=== DATA SUPPLIED ===

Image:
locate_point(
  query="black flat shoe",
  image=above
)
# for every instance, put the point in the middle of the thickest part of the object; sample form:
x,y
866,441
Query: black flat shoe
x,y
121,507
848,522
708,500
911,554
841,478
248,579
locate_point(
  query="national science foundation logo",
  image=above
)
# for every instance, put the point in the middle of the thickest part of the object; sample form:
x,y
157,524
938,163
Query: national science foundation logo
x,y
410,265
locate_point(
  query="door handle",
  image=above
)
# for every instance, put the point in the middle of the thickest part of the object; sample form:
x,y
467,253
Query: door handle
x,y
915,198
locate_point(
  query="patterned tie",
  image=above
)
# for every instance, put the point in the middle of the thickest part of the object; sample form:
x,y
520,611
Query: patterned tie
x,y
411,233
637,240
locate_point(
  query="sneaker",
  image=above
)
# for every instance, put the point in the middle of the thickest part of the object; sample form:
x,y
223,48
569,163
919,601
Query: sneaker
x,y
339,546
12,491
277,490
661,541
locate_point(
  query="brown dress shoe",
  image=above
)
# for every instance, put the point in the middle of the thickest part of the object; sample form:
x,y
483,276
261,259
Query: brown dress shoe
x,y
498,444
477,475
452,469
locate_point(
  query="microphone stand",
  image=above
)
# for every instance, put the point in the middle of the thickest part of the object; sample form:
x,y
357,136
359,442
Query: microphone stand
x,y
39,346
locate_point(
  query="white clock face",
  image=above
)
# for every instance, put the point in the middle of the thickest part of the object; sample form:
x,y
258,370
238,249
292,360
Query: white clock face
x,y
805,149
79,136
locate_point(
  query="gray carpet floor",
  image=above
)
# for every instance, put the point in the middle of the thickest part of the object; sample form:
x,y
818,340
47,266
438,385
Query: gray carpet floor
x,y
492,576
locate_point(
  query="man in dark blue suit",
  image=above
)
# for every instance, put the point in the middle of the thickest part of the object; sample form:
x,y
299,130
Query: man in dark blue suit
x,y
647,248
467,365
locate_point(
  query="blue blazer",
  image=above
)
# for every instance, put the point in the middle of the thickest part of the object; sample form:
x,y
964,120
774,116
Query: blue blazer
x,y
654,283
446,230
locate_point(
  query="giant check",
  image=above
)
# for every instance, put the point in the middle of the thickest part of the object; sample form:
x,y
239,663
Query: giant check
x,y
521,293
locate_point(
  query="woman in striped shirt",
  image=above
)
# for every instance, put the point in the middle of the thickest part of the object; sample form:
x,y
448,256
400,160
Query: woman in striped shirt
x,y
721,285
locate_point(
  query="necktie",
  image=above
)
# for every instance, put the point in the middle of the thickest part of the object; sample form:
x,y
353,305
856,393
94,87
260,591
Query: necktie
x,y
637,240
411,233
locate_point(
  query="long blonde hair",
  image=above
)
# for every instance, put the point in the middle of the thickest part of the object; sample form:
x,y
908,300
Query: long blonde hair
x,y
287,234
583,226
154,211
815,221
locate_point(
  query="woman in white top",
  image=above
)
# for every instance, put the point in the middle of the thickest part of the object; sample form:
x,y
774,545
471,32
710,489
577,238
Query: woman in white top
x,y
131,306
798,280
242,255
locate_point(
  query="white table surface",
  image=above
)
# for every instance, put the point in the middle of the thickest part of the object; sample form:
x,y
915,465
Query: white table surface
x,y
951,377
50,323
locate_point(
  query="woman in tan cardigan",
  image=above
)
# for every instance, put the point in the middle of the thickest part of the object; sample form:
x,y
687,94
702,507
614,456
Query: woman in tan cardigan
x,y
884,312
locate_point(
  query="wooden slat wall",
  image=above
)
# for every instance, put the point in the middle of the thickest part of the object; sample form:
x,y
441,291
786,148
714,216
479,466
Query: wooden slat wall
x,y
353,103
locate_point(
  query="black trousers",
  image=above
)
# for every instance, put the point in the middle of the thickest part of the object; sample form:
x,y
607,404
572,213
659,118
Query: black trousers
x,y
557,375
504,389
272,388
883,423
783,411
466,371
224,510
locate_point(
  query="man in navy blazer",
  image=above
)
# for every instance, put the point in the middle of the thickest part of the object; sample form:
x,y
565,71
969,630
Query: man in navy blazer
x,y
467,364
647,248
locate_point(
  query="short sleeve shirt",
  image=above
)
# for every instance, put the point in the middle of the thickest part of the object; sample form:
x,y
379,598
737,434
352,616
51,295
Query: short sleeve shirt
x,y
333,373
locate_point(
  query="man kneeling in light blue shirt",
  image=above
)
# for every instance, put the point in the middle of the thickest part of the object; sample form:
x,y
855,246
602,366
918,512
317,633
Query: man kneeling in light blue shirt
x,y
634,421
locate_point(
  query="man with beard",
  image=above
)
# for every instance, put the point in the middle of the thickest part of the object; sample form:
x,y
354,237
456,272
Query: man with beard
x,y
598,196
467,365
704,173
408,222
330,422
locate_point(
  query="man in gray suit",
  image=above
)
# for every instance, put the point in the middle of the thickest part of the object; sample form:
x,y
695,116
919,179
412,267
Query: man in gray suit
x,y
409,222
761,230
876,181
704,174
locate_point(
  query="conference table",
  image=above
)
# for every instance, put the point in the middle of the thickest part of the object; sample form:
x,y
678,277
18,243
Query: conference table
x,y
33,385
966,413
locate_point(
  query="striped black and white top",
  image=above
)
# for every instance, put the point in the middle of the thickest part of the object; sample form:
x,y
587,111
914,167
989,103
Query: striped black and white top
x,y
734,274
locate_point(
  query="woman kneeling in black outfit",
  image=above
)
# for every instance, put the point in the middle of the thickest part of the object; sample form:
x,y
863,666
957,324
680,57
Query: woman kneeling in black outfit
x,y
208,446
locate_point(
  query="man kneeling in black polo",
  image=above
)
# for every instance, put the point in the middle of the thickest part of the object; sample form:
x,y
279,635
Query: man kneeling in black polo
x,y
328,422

===

EXERCISE:
Please pull out every line in the items above that contains the string "shirt", copying each line whole. Matches must agree in case.

EXPECTED OUTPUT:
  query="woman in striped shirt",
Query: woman in striped shirt
  query="short sleeve shirt",
Query: short sleeve shirt
  query="man kneeling in light blue shirt",
Query: man kneeling in light blue shirt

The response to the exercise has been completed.